# [PROBLEM TO WORK ON]
Convert each line of the material below into a row of a Markdown table. Use the columns "No." and "Text", putting a running row number in the first and the line itself in the second, and leave out blank lines.

# [Location annotation dataset excerpts]
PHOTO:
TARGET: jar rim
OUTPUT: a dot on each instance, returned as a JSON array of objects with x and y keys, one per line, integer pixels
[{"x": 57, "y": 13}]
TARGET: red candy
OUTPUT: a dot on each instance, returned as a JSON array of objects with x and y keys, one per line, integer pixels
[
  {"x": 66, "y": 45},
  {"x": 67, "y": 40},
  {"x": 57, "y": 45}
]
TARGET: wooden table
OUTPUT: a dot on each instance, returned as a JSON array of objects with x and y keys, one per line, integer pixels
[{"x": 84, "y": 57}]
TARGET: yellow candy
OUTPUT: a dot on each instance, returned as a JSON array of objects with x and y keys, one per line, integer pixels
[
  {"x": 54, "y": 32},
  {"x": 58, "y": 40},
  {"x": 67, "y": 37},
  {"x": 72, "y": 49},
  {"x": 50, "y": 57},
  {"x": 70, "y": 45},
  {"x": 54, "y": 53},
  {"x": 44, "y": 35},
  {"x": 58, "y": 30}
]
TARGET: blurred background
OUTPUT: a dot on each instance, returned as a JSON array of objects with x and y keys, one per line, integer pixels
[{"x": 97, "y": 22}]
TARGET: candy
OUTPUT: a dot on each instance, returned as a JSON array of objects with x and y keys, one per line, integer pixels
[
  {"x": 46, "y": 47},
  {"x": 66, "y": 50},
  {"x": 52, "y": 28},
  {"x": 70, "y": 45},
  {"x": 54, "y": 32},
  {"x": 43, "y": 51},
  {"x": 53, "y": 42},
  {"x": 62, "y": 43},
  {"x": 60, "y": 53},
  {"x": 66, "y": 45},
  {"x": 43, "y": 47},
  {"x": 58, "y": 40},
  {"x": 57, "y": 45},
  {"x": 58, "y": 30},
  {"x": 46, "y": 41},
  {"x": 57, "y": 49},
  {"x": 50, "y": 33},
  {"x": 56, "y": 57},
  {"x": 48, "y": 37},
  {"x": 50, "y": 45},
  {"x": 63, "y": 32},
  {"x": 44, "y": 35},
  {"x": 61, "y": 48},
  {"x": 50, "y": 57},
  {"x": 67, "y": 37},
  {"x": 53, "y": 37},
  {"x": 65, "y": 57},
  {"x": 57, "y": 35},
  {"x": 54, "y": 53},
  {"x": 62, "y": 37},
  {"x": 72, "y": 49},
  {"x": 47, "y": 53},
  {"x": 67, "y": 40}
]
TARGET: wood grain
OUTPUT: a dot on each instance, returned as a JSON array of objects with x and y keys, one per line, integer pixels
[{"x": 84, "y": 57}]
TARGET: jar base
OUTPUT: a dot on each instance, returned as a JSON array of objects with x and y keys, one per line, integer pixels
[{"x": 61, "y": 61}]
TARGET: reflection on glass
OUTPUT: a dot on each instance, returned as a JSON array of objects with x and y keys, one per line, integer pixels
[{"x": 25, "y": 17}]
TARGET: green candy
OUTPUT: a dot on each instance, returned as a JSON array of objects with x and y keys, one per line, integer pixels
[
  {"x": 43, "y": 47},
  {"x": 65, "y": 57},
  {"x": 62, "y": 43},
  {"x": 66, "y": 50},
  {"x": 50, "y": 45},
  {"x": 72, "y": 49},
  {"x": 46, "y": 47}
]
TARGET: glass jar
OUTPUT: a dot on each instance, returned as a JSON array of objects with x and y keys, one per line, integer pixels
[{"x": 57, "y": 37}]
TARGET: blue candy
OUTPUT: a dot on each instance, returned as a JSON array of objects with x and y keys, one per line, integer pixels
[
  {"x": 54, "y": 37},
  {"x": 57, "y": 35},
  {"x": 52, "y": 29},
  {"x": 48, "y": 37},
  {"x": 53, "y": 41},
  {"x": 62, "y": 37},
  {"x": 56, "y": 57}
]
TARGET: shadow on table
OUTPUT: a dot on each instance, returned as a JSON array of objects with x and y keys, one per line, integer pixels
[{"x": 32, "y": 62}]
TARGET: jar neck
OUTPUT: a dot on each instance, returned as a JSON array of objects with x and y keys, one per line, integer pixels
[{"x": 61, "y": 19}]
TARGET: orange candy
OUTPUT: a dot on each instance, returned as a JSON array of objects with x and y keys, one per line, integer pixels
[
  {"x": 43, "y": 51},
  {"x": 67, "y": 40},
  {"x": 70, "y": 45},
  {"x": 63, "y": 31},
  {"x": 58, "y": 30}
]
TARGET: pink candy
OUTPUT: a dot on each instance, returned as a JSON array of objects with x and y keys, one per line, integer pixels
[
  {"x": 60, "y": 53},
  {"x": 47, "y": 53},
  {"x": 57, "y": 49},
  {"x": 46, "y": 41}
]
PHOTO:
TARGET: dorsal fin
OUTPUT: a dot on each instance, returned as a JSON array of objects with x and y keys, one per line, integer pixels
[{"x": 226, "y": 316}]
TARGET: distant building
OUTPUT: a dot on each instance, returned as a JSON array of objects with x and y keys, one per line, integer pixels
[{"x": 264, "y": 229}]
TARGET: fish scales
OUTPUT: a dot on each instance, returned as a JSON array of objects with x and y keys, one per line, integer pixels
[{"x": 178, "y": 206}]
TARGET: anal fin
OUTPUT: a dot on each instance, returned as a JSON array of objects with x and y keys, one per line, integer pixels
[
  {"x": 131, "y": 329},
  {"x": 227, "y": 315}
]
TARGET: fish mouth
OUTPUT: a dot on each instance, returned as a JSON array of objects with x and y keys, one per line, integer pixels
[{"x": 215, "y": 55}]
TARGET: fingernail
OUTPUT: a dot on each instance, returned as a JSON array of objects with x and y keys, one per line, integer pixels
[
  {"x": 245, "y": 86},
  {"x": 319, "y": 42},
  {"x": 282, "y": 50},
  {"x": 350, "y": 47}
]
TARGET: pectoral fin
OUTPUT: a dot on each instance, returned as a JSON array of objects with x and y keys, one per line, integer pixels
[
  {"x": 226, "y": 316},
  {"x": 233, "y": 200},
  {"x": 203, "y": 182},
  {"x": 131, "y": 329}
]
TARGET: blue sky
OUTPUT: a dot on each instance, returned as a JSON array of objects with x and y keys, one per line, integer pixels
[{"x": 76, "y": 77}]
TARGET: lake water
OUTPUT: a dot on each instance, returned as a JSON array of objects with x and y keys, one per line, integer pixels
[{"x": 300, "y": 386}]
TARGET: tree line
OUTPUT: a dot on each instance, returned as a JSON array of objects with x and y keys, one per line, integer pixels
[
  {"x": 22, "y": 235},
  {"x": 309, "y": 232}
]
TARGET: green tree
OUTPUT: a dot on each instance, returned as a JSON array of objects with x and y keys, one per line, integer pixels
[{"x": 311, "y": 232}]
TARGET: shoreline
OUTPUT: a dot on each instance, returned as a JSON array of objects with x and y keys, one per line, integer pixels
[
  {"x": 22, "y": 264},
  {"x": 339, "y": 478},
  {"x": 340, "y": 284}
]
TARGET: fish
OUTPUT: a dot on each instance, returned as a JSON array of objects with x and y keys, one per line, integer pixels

# [FINAL ANSWER]
| No. | Text |
|---|---|
| 1 | PHOTO: |
| 2 | TARGET: jar rim |
| 3 | OUTPUT: a dot on each instance, returned as a JSON array of objects with x and y keys, one per line, integer pixels |
| 4 | [{"x": 57, "y": 13}] |
| 5 | TARGET: red candy |
| 6 | OUTPUT: a dot on each instance, returned as a JSON array of objects with x and y keys, one per line, integer pixels |
| 7 | [ |
| 8 |   {"x": 66, "y": 45}, |
| 9 |   {"x": 67, "y": 40}, |
| 10 |   {"x": 57, "y": 45} |
| 11 | ] |
| 12 | TARGET: wooden table |
| 13 | OUTPUT: a dot on each instance, returned as a JSON array of objects with x and y keys, one per line, integer pixels |
| 14 | [{"x": 84, "y": 57}] |
| 15 | TARGET: yellow candy |
| 16 | OUTPUT: a dot on each instance, returned as a JSON array of objects with x and y keys, one per line, integer pixels |
| 17 | [ |
| 18 |   {"x": 54, "y": 32}, |
| 19 |   {"x": 58, "y": 40}, |
| 20 |   {"x": 67, "y": 37}, |
| 21 |   {"x": 72, "y": 49}, |
| 22 |   {"x": 50, "y": 57}, |
| 23 |   {"x": 70, "y": 45}, |
| 24 |   {"x": 54, "y": 53}, |
| 25 |   {"x": 44, "y": 35}, |
| 26 |   {"x": 58, "y": 30} |
| 27 | ] |
| 28 | TARGET: blurred background |
| 29 | OUTPUT: a dot on each instance, returned as a JSON array of objects with x and y keys, one per line, integer pixels |
| 30 | [{"x": 97, "y": 22}] |
| 31 | TARGET: candy |
| 32 | OUTPUT: a dot on each instance, returned as a JSON array of objects with x and y keys, one per line, integer pixels |
| 33 | [ |
| 34 |   {"x": 46, "y": 47}, |
| 35 |   {"x": 66, "y": 50}, |
| 36 |   {"x": 52, "y": 28}, |
| 37 |   {"x": 70, "y": 45}, |
| 38 |   {"x": 54, "y": 32}, |
| 39 |   {"x": 43, "y": 51}, |
| 40 |   {"x": 53, "y": 42}, |
| 41 |   {"x": 62, "y": 43}, |
| 42 |   {"x": 60, "y": 53}, |
| 43 |   {"x": 66, "y": 45}, |
| 44 |   {"x": 43, "y": 47}, |
| 45 |   {"x": 58, "y": 40}, |
| 46 |   {"x": 57, "y": 45}, |
| 47 |   {"x": 58, "y": 30}, |
| 48 |   {"x": 46, "y": 41}, |
| 49 |   {"x": 57, "y": 49}, |
| 50 |   {"x": 50, "y": 33}, |
| 51 |   {"x": 56, "y": 57}, |
| 52 |   {"x": 48, "y": 37}, |
| 53 |   {"x": 50, "y": 45}, |
| 54 |   {"x": 63, "y": 32}, |
| 55 |   {"x": 44, "y": 35}, |
| 56 |   {"x": 61, "y": 48}, |
| 57 |   {"x": 50, "y": 57}, |
| 58 |   {"x": 67, "y": 37}, |
| 59 |   {"x": 53, "y": 37}, |
| 60 |   {"x": 65, "y": 57}, |
| 61 |   {"x": 57, "y": 35}, |
| 62 |   {"x": 54, "y": 53}, |
| 63 |   {"x": 62, "y": 37}, |
| 64 |   {"x": 72, "y": 49}, |
| 65 |   {"x": 47, "y": 53}, |
| 66 |   {"x": 67, "y": 40} |
| 67 | ] |
| 68 | TARGET: wood grain |
| 69 | OUTPUT: a dot on each instance, returned as a JSON array of objects with x and y keys, one per line, integer pixels |
| 70 | [{"x": 84, "y": 57}] |
| 71 | TARGET: jar base |
| 72 | OUTPUT: a dot on each instance, returned as a JSON array of objects with x and y keys, one per line, integer pixels |
| 73 | [{"x": 61, "y": 61}] |
| 74 | TARGET: reflection on glass |
| 75 | OUTPUT: a dot on each instance, returned as a JSON array of objects with x and y keys, one per line, integer pixels |
| 76 | [{"x": 25, "y": 17}] |
| 77 | TARGET: green candy |
| 78 | OUTPUT: a dot on each instance, returned as a JSON array of objects with x and y keys, one per line, integer pixels |
| 79 | [ |
| 80 |   {"x": 43, "y": 47}, |
| 81 |   {"x": 65, "y": 57}, |
| 82 |   {"x": 62, "y": 43}, |
| 83 |   {"x": 66, "y": 50}, |
| 84 |   {"x": 50, "y": 45}, |
| 85 |   {"x": 72, "y": 49}, |
| 86 |   {"x": 46, "y": 47} |
| 87 | ] |
| 88 | TARGET: glass jar |
| 89 | OUTPUT: a dot on each instance, returned as a JSON array of objects with x and y keys, one per line, integer pixels |
| 90 | [{"x": 57, "y": 37}] |
| 91 | TARGET: blue candy |
| 92 | OUTPUT: a dot on each instance, returned as a JSON array of objects with x and y keys, one per line, integer pixels |
| 93 | [ |
| 94 |   {"x": 54, "y": 37}, |
| 95 |   {"x": 57, "y": 35}, |
| 96 |   {"x": 52, "y": 29}, |
| 97 |   {"x": 48, "y": 37}, |
| 98 |   {"x": 53, "y": 41}, |
| 99 |   {"x": 62, "y": 37}, |
| 100 |   {"x": 56, "y": 57} |
| 101 | ] |
| 102 | TARGET: shadow on table |
| 103 | OUTPUT: a dot on each instance, returned as a JSON array of objects with x and y keys, one per line, integer pixels |
| 104 | [{"x": 32, "y": 62}] |
| 105 | TARGET: jar neck |
| 106 | OUTPUT: a dot on each instance, returned as a JSON array of objects with x and y keys, one per line, integer pixels |
| 107 | [{"x": 61, "y": 19}] |
| 108 | TARGET: orange candy |
| 109 | OUTPUT: a dot on each instance, returned as a JSON array of objects with x and y keys, one per line, integer pixels |
| 110 | [ |
| 111 |   {"x": 43, "y": 51}, |
| 112 |   {"x": 67, "y": 40}, |
| 113 |   {"x": 70, "y": 45}, |
| 114 |   {"x": 63, "y": 31}, |
| 115 |   {"x": 58, "y": 30} |
| 116 | ] |
| 117 | TARGET: pink candy |
| 118 | OUTPUT: a dot on each instance, returned as a JSON array of objects with x and y keys, one per line, integer pixels |
| 119 | [ |
| 120 |   {"x": 60, "y": 53}, |
| 121 |   {"x": 47, "y": 53}, |
| 122 |   {"x": 57, "y": 49}, |
| 123 |   {"x": 46, "y": 41} |
| 124 | ] |
| 125 | PHOTO: |
| 126 | TARGET: dorsal fin |
| 127 | OUTPUT: a dot on each instance, returned as a JSON array of objects with x and y keys, one per line, integer pixels |
| 128 | [{"x": 226, "y": 316}] |
| 129 | TARGET: distant building |
| 130 | OUTPUT: a dot on each instance, returned as a JSON array of objects with x and y keys, one per line, integer pixels |
| 131 | [{"x": 264, "y": 229}] |
| 132 | TARGET: fish scales |
| 133 | OUTPUT: a dot on each instance, returned as a JSON array of objects with x and y keys, one per line, integer pixels |
| 134 | [{"x": 178, "y": 206}] |
| 135 | TARGET: anal fin |
| 136 | OUTPUT: a dot on each instance, returned as a JSON array of objects with x and y keys, one per line, integer pixels |
| 137 | [ |
| 138 |   {"x": 131, "y": 329}, |
| 139 |   {"x": 227, "y": 315} |
| 140 | ] |
| 141 | TARGET: fish mouth |
| 142 | OUTPUT: a dot on each instance, returned as a JSON array of objects with x and y keys, one per line, integer pixels |
| 143 | [{"x": 215, "y": 55}] |
| 144 | TARGET: fingernail |
| 145 | OUTPUT: a dot on each instance, returned as a JSON array of objects with x and y keys, one per line, integer pixels |
| 146 | [ |
| 147 |   {"x": 245, "y": 86}, |
| 148 |   {"x": 319, "y": 42}, |
| 149 |   {"x": 282, "y": 50}, |
| 150 |   {"x": 350, "y": 47} |
| 151 | ] |
| 152 | TARGET: pectoral fin |
| 153 | OUTPUT: a dot on each instance, returned as a JSON array of objects with x and y keys, one per line, integer pixels |
| 154 | [ |
| 155 |   {"x": 226, "y": 316}, |
| 156 |   {"x": 233, "y": 200}, |
| 157 |   {"x": 203, "y": 182}, |
| 158 |   {"x": 131, "y": 329} |
| 159 | ] |
| 160 | TARGET: blue sky |
| 161 | OUTPUT: a dot on each instance, returned as a JSON array of objects with x and y keys, one per line, integer pixels |
| 162 | [{"x": 76, "y": 77}] |
| 163 | TARGET: lake water |
| 164 | OUTPUT: a dot on each instance, returned as a JSON array of objects with x and y keys, one per line, integer pixels |
| 165 | [{"x": 300, "y": 386}] |
| 166 | TARGET: tree line |
| 167 | OUTPUT: a dot on each instance, returned as a JSON array of objects with x and y keys, one per line, integer pixels |
| 168 | [ |
| 169 |   {"x": 22, "y": 235}, |
| 170 |   {"x": 309, "y": 232} |
| 171 | ] |
| 172 | TARGET: green tree |
| 173 | OUTPUT: a dot on each instance, returned as a JSON array of objects with x and y keys, one per line, integer pixels |
| 174 | [{"x": 311, "y": 232}] |
| 175 | TARGET: shoreline |
| 176 | OUTPUT: a dot on each instance, returned as a JSON array of objects with x and y keys, one per line, integer pixels |
| 177 | [ |
| 178 |   {"x": 22, "y": 264}, |
| 179 |   {"x": 339, "y": 478}, |
| 180 |   {"x": 340, "y": 284} |
| 181 | ] |
| 182 | TARGET: fish |
| 183 | OUTPUT: a dot on each instance, returned as a JSON array of objects with x and y keys, one per line, integer pixels |